■ **Given exercise A**: Starting at the first line of the records and ending at the line that contains "192, 212, 267, 230", please copy those lines out, substituting "leafy shrub" for "green shrub" and changing nothing else.

--- Start of Source ---

Monday 24 March 2014

Kevin Brooks chat

We sat down for a chat...with Kevin Brooks


Kevin Brooks is the author of what might be the most controversial novel on this year’s Carnegie shortlist, The Bunker Diary. It’s about a teenager called Linus who is kidnapped and the novel is his diary. The novel is unflinching in its portrayal of tough issues and, partly because it doesn’t provide clear cut answers, it is also mind expanding for the reader. I’m delighted that Kevin Brooks has taken the time to consider my wanderings. For any librarians who’re wondering how they’re going to shadow The Bunker Diary with younger students, his answers may offer some inspiration.

Photo credit: Puffin
WSD: My reading of The Bunker Diary offered up a meta-fictional interpretation, suggesting that Linus is in a mental health institution (some readers suggest that is me in denial!). Other reviews have asked whether the novel might be an allegory. Other readers take the story quite literally. How do you view the novel - and is this different to how you viewed it while you were writing it?
Kevin Brooks: One of the many wonderful things about stories is that they can mean whatever the reader wants them to mean. In fact, for me, that's what actually makes them stories – they become part of the reader, part of their hearts and minds, and that in turn makes them into something much more than whatever they mean to the author. Your interpretation of the book, for example, is something that's honestly never occurred to me, but I love it, and now that I'm aware of it, it's become part of my understanding of the book.

As to how I view the novel ... well, without meaning to be mysterious or secretive or anything, I think other people's views are much more important than mine.

Norman Mailer called writing "the spooky art", and I've always taken that to mean that quite often authors aren't consciously aware of exactly what they're writing about or where it comes from. Personally I like to think it comes from those special places inside me that make me what I am, but which I don't necessarily understand on a rational level – and that's perfectly fine with me!

--- End of Source ---

■ **Given exercise B**:
Answer from the interview above:
(i) What is the name of the teenager whose diary forms The Bunker Diary?
(ii) Who called writing "the spooky art"?
(iii) Which shortlist includes The Bunker Diary?

--- Start of Data provided ---

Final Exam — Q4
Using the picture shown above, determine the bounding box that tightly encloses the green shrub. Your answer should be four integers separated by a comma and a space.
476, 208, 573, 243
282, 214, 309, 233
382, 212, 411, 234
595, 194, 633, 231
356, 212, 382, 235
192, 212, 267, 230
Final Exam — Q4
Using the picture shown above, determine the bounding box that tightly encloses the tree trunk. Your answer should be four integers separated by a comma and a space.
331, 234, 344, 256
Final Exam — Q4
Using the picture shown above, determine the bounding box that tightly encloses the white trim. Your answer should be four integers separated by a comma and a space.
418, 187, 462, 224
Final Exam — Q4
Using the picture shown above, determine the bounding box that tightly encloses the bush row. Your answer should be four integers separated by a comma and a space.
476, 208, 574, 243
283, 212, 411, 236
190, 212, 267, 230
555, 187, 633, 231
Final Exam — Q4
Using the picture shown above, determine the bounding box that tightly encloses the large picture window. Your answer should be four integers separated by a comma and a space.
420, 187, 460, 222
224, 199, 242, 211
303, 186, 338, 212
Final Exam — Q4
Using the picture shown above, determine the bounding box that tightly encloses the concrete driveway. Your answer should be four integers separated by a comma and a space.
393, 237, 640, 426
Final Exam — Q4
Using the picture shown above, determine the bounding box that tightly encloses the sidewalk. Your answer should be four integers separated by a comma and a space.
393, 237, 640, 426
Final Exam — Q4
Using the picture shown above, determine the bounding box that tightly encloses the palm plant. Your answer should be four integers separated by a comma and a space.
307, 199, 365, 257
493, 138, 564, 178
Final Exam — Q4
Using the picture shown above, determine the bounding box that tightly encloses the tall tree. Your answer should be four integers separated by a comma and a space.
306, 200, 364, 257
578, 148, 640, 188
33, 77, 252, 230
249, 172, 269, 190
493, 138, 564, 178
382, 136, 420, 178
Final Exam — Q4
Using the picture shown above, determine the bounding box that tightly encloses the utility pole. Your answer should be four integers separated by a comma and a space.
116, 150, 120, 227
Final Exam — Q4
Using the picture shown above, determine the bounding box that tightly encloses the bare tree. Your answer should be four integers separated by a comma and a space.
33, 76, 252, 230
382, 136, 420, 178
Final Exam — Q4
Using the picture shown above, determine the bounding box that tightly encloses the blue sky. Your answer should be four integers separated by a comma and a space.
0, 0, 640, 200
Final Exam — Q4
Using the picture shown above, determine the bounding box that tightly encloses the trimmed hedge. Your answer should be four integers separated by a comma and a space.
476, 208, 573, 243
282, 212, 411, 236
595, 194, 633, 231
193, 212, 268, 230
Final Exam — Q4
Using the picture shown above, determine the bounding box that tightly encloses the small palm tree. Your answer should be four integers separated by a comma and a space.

--- End of Data provided ---

■ **Worked answer A**:
Final Exam — Q4
Using the picture shown above, determine the bounding box that tightly encloses the leafy shrub. Your answer should be four integers separated by a comma and a space.
476, 208, 573, 243
282, 214, 309, 233
382, 212, 411, 234
595, 194, 633, 231
356, 212, 382, 235
192, 212, 267, 230

■ **Worked answer B**:
(i) Linus
(ii) Norman Mailer
(iii) This year's Carnegie shortlist